_GIVEN INSTRUCTION_.
Continue the article about Amazon from the point where it stops, keeping its tone and style.

_DOCUMENT EXTRACT_.

::::::::::

Amazon, leading player in e-book market
The new series in the Sunday Observer Business pages bring you facts,
including offbeat and unusual ones, about world famous global and local
companies.
We start with Amazon, which has everything from A to Z.
Amazon is the world's biggest online retailer with operations in USA,
Canada, UK, Germany, Austria, France, Belgium, Spain, Italy, China and
Japan apart from e-book only operations in Australia, Netherlands,
Brazil and Mexico. (These are likely to get physical goods soon).
Amazon began in 1994 under the leadership of CEO Jeff Bezos as an
online bookseller from his garage. The first book ever sold to a member
of the public by Amazon was Fluid Concepts and Creative Analogies in
1995 and the first customer was John Wainwright, himself a famous
computer engineer at a joint collaboration between Apple and IBM.
Biggest bookseller
He still has the order in his order history. In return, Amazon has
named one of its buildings in the founding city of Seattle as the
Wainwright building. Amazon now ships millions of books every year
around the world. It is now the biggest bookseller in the world,
physical and digital.
Amazon was named after the Amazon River, partly because of the size
of the river and partly because of the fact that in the early pre-Google
and Search Engine Optimisation (SEO) days, an alphabetical listing
helped you to come out on top in search results.
Amazon opened its first physical bookstore in Seattle last year and a
second one is due to be opened soon in San Diego, USA. They have only a
fraction (5,000-6,000) of the online site's nearly 30 million books.

::::::::::

[Rows from a box labeling dataset]

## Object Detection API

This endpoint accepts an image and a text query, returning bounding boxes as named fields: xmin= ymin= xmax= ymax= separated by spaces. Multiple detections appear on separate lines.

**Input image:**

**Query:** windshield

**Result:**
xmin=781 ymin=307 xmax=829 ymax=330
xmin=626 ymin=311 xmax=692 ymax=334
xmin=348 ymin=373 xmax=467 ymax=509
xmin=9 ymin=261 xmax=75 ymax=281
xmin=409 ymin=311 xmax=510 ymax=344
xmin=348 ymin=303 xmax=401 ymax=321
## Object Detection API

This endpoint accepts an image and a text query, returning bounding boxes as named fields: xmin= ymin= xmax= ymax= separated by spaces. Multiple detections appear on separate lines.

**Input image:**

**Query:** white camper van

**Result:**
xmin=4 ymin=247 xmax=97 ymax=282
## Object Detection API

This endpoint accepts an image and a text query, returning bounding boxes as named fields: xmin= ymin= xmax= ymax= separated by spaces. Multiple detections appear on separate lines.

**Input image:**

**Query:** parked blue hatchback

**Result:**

::::::::::

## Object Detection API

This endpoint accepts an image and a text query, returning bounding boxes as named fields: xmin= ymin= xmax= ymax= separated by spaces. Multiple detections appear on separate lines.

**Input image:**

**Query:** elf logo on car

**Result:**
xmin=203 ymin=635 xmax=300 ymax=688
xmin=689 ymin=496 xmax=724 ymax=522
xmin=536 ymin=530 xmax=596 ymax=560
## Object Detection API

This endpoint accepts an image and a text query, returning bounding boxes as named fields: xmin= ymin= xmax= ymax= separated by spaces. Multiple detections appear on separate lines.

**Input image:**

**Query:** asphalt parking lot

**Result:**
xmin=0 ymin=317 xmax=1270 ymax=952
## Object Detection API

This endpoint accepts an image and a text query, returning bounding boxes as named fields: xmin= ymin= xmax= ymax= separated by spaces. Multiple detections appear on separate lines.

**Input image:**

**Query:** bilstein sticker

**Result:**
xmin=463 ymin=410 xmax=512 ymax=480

::::::::::

_RIGHT ANSWER_.
Losses
Amazon earned a record revenue of US$ 107 billion last year, but
third party sellers using the Amazon marketplace platform earned even
more - US$ 132 billion. Amazon made a profit of nearly US$ 500 million
last year after a string of losses for many years. Its stock market
value is around US$ 270 billion which trails Apple's US$ 700 billion.
Although Amazon is the largest online retailer, e-commerce only
accounts for around seven percent of all sales worldwide. Retail is
still king. Amazon has nearly 50 percent of e-commerce sales worldwide.
Alibaba and Apple give a close run to Amazon in the online sphere.
Wal-mart is still the world's biggest physical retailer with annual
revenues that hover around US$ 500 billion, but Amazon has surpassed Wal-mart
in terms of market value. Wal-mart's online revenues are only around US$
14 billion.
One of Amazon's biggest revenue earners is Amazon Web Services (AWS)
which hosts most of the internet and made revenues of US$ 2.4 billion in
4Q last year. Even some of Amazon's biggest competitors such as Apple
and Netflix are almost entirely dependent on AWS. Microsoft is the
second biggest player in the cloud computing space with its Azure
platform, with Google, IBM and VMware trailing behind.
It is also an electronics maker, with its Kindle e-reader line, Fire
tablets, Fire TV Set Top Box, Amazon Basics cables and plugs. Amazon is
the leading player in the e-book market, having unveiled the first
Kindle e-reader in November 2007.
Tap and Dot
Today, Amazon also has video and music services, in addition to a
movie studio producing original content. Its latest product is the Echo,
a Bluetooth speaker that can respond to voice commands and speak back.
It will order a taxi or a pizza for you and tell you about the weather,
among over 300 tasks. It has now been joined by two smaller siblings -
Tap and Dot.
One of Amazon's biggest aces is the Prime program, which promises
free one or two-day shipping to members. The US alone has more than 54
million Prime members and worldwide, Amazon has around 250 million
accounts.
With Amazon.com alone shipping more than 550 million packages a year,
shipping costs that exceed US$ 5 billion a year are a big worry for
Amazon which has 89 fulfillment centres around the world.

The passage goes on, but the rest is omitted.